The first paragraph is basically right, but I wouldn't ascribe the uncertainty principle to particles, just to the universe/physics in general. You can no more get arbitrarily good, simultaneous measurements of position and momentum (of anything) than you can construct a function with an arbitrarily narrow peak whose Fourier transform is also arbitrarily narrowly peaked. Physics tells us position and momentum are related via the Fourier transform, mathematics places hard limits on them based on this relation.

The second paragraph is used to explain the uncertainty principle all too often, and it is at best misleading, and really more wrong than anything else. To reiterate, uncertainty follows from the mathematical definitions of position and momentum, without consideration for what measurements you might be making. In fact, Bell's theorem tells us that under the hypothesis of locality (things are influenced only by their immediate surroundings, generally presumed to be true throughout physics), you cannot explain quantum mechanics by saying particles have "hidden" properties that can't be measured directly.

This takes some getting used to, but quantum mechanics really is a theory of probability distributions for variables, and as such is richer than classical theories where all quantities have definite, fixed, underlying values, observable or not. See also the Kochen-Specker theorem.

■ **INFORMATION SUPPLIED**:
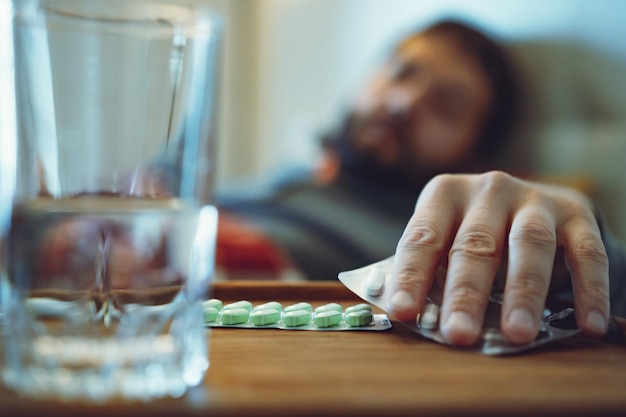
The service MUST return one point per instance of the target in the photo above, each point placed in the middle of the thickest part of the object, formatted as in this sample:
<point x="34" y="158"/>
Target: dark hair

* * *

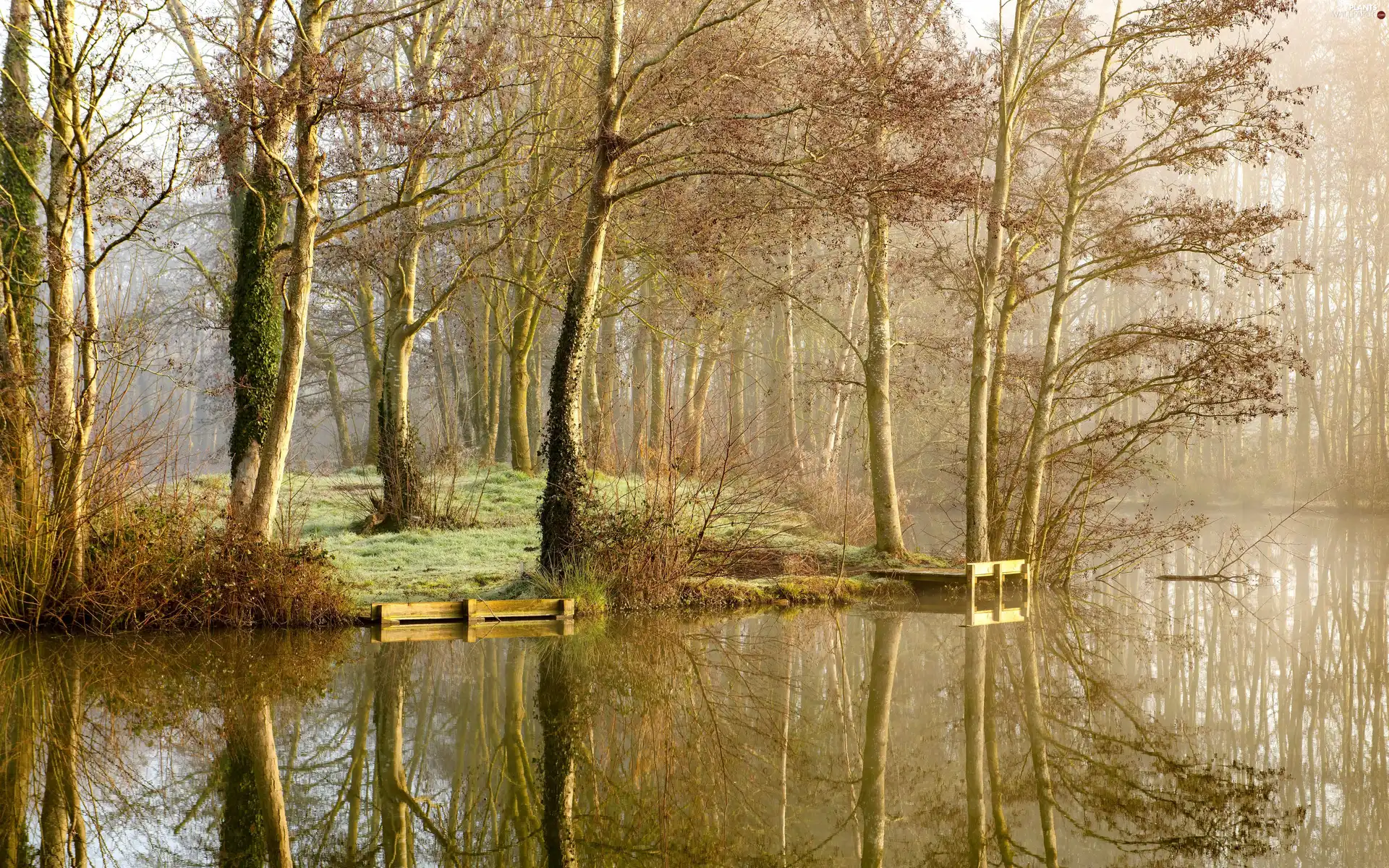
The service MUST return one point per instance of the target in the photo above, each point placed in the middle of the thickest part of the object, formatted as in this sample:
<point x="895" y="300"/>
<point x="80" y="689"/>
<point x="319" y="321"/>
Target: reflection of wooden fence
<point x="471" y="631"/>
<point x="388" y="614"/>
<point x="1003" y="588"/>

* * *

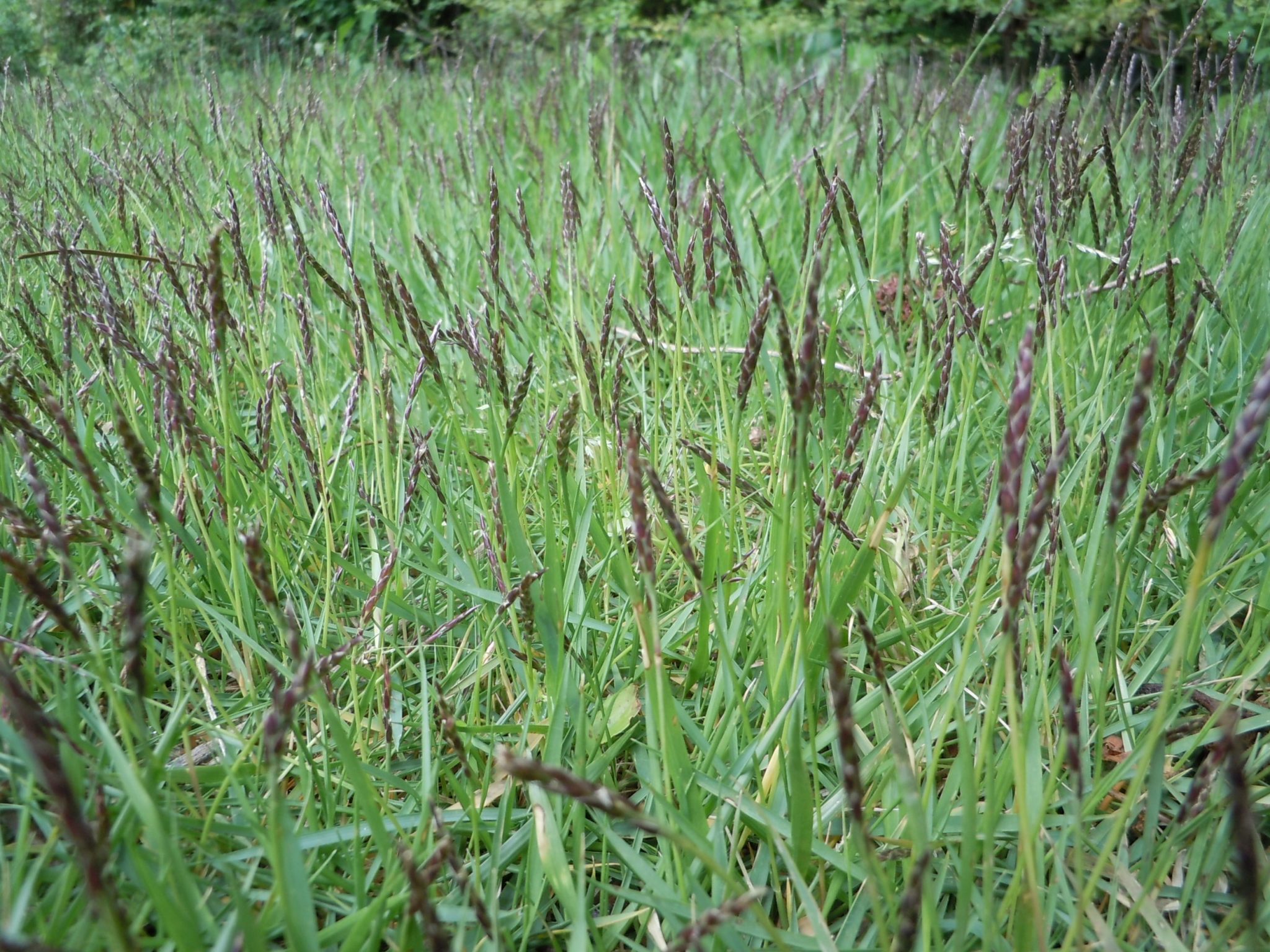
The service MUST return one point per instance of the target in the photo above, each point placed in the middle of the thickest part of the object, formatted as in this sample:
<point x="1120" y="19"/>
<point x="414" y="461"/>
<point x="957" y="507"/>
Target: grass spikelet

■ **WHAT IS ASKED**:
(a) In the uncertainty principle reply, print everything from "This takes some" down to "the Kochen-Specker theorem.".
(b) Answer these from the uncertainty principle reply:
(i) Which mathematical relation connects position and momentum?
(ii) Under what hypothesis does Bell's theorem rule out "hidden" properties?
(iii) What other theorem does the reply point readers to?

■ **TASK RESPONSES**:
(a)
This takes some getting used to, but quantum mechanics really is a theory of probability distributions for variables, and as such is richer than classical theories where all quantities have definite, fixed, underlying values, observable or not. See also the Kochen-Specker theorem.

(b)
(i) The Fourier transform
(ii) Locality
(iii) The Kochen-Specker theorem